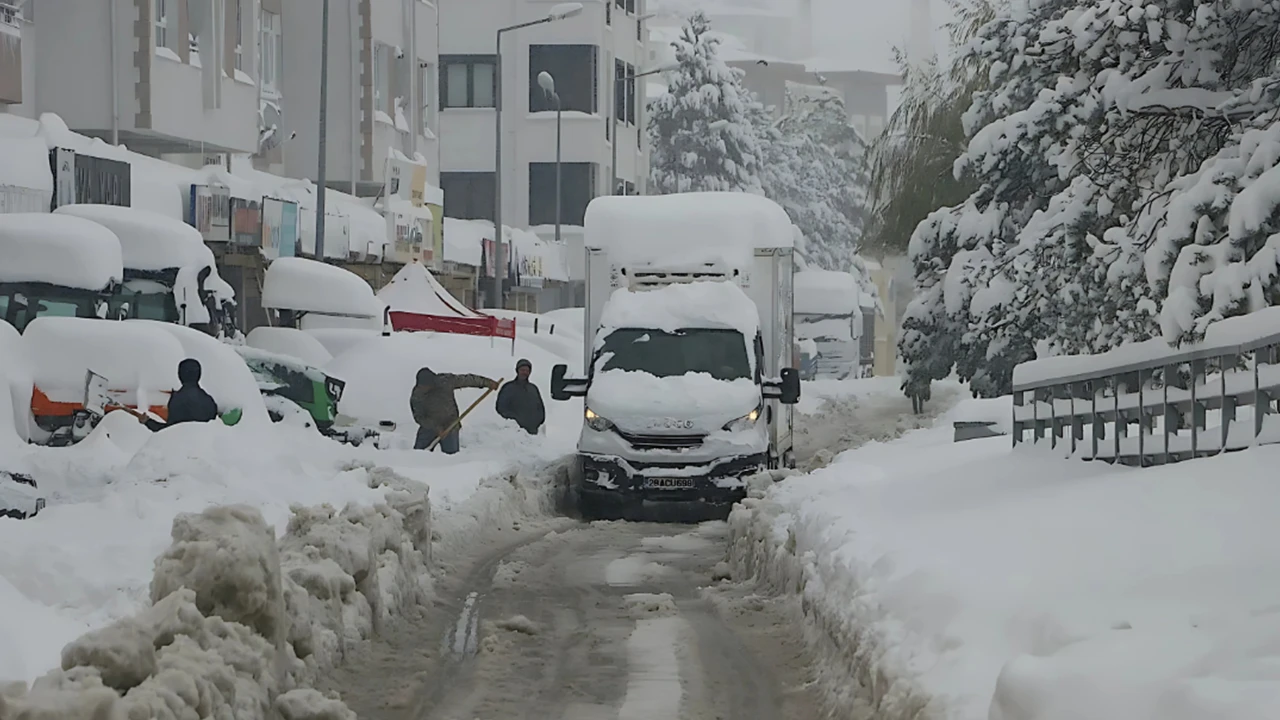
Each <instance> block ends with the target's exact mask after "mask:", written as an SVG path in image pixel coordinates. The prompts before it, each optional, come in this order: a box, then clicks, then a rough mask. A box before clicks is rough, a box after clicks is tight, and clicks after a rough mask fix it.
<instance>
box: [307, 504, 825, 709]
mask: <svg viewBox="0 0 1280 720" xmlns="http://www.w3.org/2000/svg"><path fill="white" fill-rule="evenodd" d="M726 541H727V527H726V524H724V523H707V524H703V525H696V527H690V525H652V524H635V523H594V524H590V525H585V524H581V523H575V521H572V520H553V521H549V523H548V524H547V525H543V527H541V528H527V529H525V530H520V532H517V533H509V532H507V533H500V534H495V536H493V537H492V538H489V539H488V541H486V542H480V543H476V547H475V552H474V556H472V560H471V561H470V565H466V566H463V565H460V566H458V568H457V569H456V570H457V571H456V573H453V574H452V577H453V578H456V579H454V580H453V583H452V587H449V588H448V589H447V591H445V594H449V596H451V597H453V598H454V602H453V603H452V605H447V603H442V605H440V606H438V607H436V609H434V610H431V611H429V612H428V615H426V616H425V618H422V619H420V620H419V621H416V623H412V624H406V625H403V626H402V628H398V629H397V630H396V632H392V633H385V634H384V638H387V639H379V641H376V642H375V643H372V644H369V646H365V647H362V648H361V650H358V651H356V652H358V653H362V655H361V656H357V657H351V660H349V661H348V662H347V664H346V665H344V666H343V667H340V669H337V670H334V673H333V675H332V676H330V678H329V679H328V687H329V688H333V689H337V691H338V692H340V693H342V697H343V700H344V701H346V702H347V703H348V705H349V707H351V708H352V710H355V711H356V712H357V714H358V715H360V716H361V717H379V719H389V720H390V719H401V720H471V719H474V717H492V719H499V717H500V719H502V720H515V719H527V720H630V719H644V720H714V719H724V717H732V719H733V720H782V719H787V720H810V719H817V717H819V716H820V715H819V712H818V705H817V702H815V697H814V696H813V693H812V692H810V687H812V683H810V669H809V666H808V665H806V661H805V657H806V656H805V652H804V641H803V638H801V637H800V633H799V630H797V628H799V626H797V625H796V624H794V623H792V618H795V616H796V614H795V609H794V607H792V606H791V605H788V603H787V602H785V601H772V600H767V598H762V597H756V596H754V594H751V593H750V589H749V588H744V587H740V585H733V584H731V583H717V582H716V580H717V579H718V578H721V577H722V575H723V568H724V564H723V560H724V546H726ZM709 587H710V588H713V589H707V588H709ZM440 589H444V588H440ZM472 633H474V634H472ZM460 634H461V635H462V638H460V637H458V635H460ZM472 642H475V643H477V647H479V650H477V651H476V652H474V653H471V652H467V650H465V648H467V647H468V646H470V644H471V643H472ZM458 648H463V650H461V651H460V650H458Z"/></svg>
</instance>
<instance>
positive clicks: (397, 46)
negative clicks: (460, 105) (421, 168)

* * * *

Task description:
Copy the lines above verbatim, leaving out the picture.

Task solution:
Each <instance> block ends with the target's exact mask after "mask:", written as an SVG path in image pixel coordinates. The prompts before it, each optional, come in this order: a box, then clicks, then a rough mask. A box before clicks is rough, a box after clicks is tight, and clicks after a rough mask fix it.
<instance>
box: [307, 504, 825, 709]
mask: <svg viewBox="0 0 1280 720" xmlns="http://www.w3.org/2000/svg"><path fill="white" fill-rule="evenodd" d="M726 541H727V527H726V524H724V523H707V524H703V525H696V527H690V525H652V524H635V523H594V524H590V525H585V524H581V523H575V521H572V520H553V521H549V523H548V524H547V525H543V527H541V528H527V529H525V530H520V532H517V533H509V532H507V533H500V534H495V536H493V537H492V538H489V539H488V541H486V542H480V543H476V547H475V552H474V556H472V560H471V561H470V565H466V566H463V565H460V566H458V568H457V569H456V570H457V571H456V573H453V574H452V577H453V578H456V579H454V580H453V583H452V587H449V588H448V589H447V591H445V594H449V596H451V597H453V598H454V602H453V603H452V605H447V603H442V605H440V606H438V607H436V609H434V610H431V611H429V612H428V615H426V616H425V618H422V619H420V620H419V621H416V623H412V624H406V625H403V626H402V628H398V629H397V630H396V632H392V633H385V634H384V638H387V639H379V641H376V642H375V643H372V644H369V646H365V647H362V648H361V650H358V651H356V652H358V653H362V655H361V656H357V657H351V660H349V661H348V662H347V664H346V665H344V666H343V667H340V669H337V670H334V673H333V675H332V676H330V678H329V679H328V687H329V688H333V689H337V691H338V692H340V693H342V697H343V700H344V701H346V702H347V703H348V705H349V707H351V708H352V710H355V711H356V712H357V714H358V715H360V716H361V717H379V719H389V720H390V719H401V720H471V719H474V717H492V719H499V717H500V719H502V720H515V719H527V720H630V719H644V720H714V719H724V717H732V719H733V720H782V719H787V720H810V719H817V717H819V716H820V715H819V712H818V705H817V702H815V697H814V696H813V693H812V692H810V687H812V683H810V669H809V666H808V665H806V661H805V657H806V656H805V652H804V641H803V638H801V637H800V633H799V630H797V628H799V626H797V625H796V624H794V623H792V618H795V616H796V614H795V609H794V607H792V606H791V605H788V603H787V602H785V601H772V600H767V598H762V597H756V596H754V594H751V593H750V589H749V588H744V587H740V585H733V584H731V583H717V582H716V580H717V579H718V578H721V577H722V575H723V568H724V564H723V560H724V546H726ZM709 587H710V588H713V589H707V588H709ZM440 589H444V588H440ZM472 633H474V634H472ZM460 634H461V635H462V638H460V637H458V635H460ZM472 642H475V643H477V647H479V650H477V651H476V652H474V653H471V652H467V650H465V648H467V647H468V646H470V644H471V643H472ZM458 648H463V650H461V651H460V650H458Z"/></svg>
</instance>
<instance>
positive clicks: (397, 46)
negative clicks: (460, 105) (421, 168)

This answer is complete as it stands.